▸ WORK REQUIRED
Copy the listing below from the line containing "A point falls on each instance of the rocky outcrop" through the end, keeping every line, including those without points. Multiply each point coordinate by 1.6 and round to whole numbers, with halves rounded up.

▸ RECORDS SUPPLIED
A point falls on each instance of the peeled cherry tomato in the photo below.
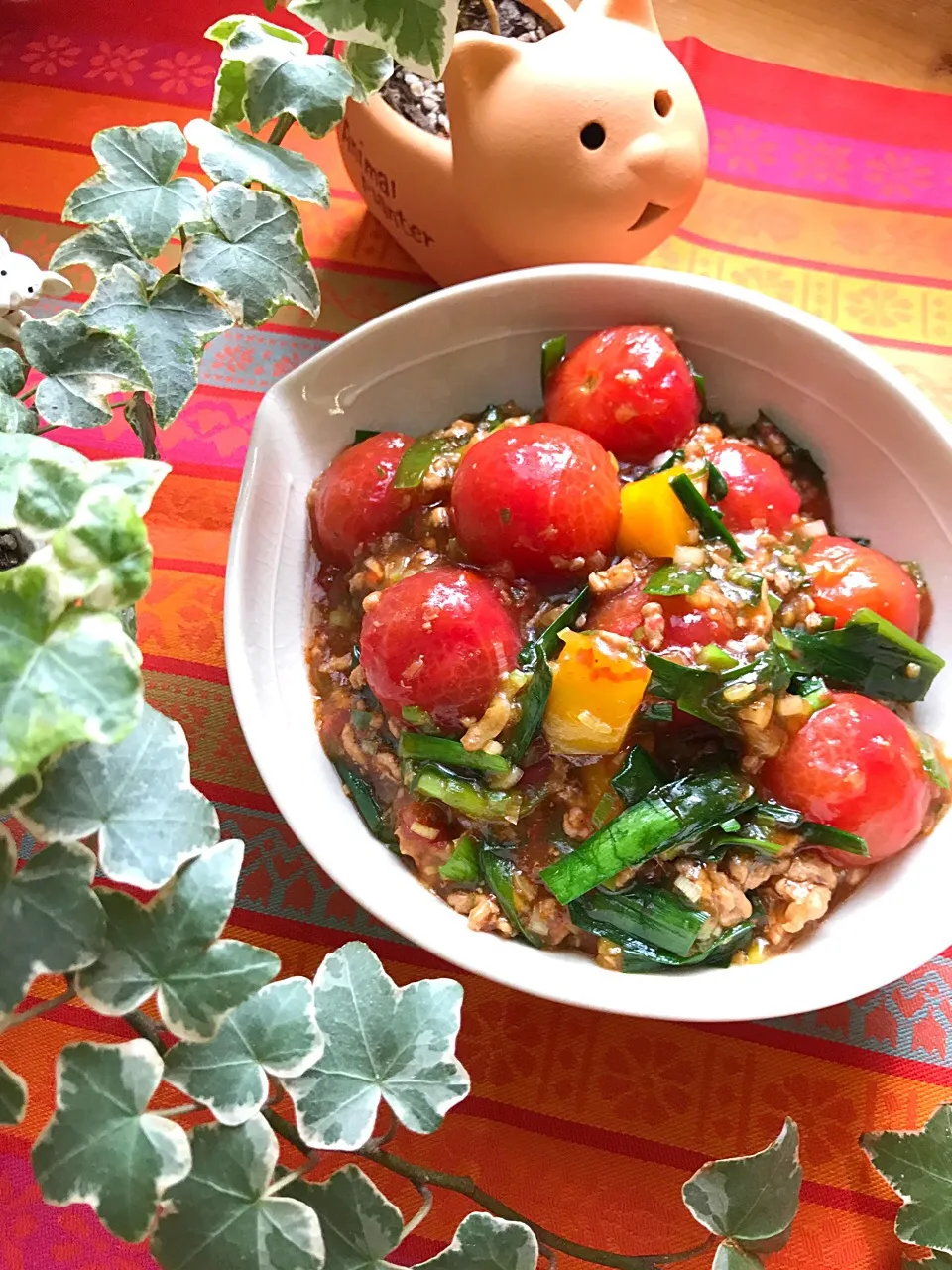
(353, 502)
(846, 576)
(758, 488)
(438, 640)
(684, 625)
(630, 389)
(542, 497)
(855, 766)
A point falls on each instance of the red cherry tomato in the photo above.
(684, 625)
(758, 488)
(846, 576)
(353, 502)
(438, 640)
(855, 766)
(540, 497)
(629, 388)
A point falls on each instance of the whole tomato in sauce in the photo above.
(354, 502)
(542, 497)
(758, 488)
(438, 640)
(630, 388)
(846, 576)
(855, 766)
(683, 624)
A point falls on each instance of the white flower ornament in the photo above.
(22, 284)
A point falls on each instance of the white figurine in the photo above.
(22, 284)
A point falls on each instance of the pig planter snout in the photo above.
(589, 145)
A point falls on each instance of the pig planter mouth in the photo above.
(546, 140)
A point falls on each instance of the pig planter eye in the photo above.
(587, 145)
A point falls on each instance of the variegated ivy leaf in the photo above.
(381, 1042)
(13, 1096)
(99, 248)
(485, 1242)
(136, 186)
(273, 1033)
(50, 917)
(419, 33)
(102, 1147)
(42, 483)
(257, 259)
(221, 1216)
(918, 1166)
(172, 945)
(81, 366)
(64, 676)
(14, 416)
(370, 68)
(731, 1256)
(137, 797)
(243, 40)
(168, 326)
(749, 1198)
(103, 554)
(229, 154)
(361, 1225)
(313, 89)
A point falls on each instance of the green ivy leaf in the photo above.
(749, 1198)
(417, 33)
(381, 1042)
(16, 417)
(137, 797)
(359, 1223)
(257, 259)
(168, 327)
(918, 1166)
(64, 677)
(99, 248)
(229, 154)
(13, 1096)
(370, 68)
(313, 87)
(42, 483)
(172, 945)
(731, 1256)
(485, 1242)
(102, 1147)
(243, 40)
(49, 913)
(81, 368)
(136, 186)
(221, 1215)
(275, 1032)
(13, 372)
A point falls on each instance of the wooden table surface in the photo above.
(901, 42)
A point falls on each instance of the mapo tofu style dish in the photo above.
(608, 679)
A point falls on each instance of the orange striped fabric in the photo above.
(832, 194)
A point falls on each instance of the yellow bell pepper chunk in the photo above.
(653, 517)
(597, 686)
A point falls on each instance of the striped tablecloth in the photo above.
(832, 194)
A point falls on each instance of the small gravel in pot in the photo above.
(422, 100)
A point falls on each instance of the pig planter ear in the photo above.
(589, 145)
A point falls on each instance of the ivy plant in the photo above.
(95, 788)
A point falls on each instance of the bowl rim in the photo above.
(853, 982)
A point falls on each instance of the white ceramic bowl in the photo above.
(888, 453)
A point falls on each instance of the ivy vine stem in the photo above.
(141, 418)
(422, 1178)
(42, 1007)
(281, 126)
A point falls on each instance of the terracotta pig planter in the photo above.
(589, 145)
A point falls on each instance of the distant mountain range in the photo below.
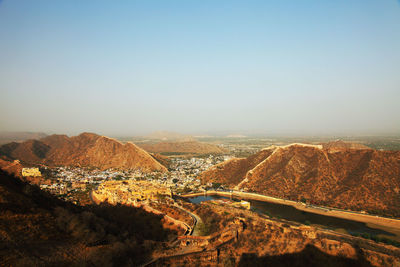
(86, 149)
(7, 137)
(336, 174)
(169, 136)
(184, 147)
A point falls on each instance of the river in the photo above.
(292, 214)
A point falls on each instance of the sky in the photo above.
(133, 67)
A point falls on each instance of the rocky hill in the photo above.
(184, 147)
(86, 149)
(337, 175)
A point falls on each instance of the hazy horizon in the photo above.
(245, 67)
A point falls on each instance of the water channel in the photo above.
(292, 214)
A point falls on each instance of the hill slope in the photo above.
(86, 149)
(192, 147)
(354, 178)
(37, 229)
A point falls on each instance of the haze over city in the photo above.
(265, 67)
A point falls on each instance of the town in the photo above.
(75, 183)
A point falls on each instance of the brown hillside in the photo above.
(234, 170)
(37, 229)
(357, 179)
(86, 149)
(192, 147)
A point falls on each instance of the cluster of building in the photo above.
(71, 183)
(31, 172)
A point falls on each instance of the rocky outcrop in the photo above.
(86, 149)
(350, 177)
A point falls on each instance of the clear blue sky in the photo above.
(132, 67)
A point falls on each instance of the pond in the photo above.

▸ RESULT
A point falls on each instance of the rocky outcrop in the photo above.
(138, 238)
(560, 283)
A point falls on each instance of the clear blue sky in the photo above.
(211, 107)
A point falls on each instance of the pond in the photo above.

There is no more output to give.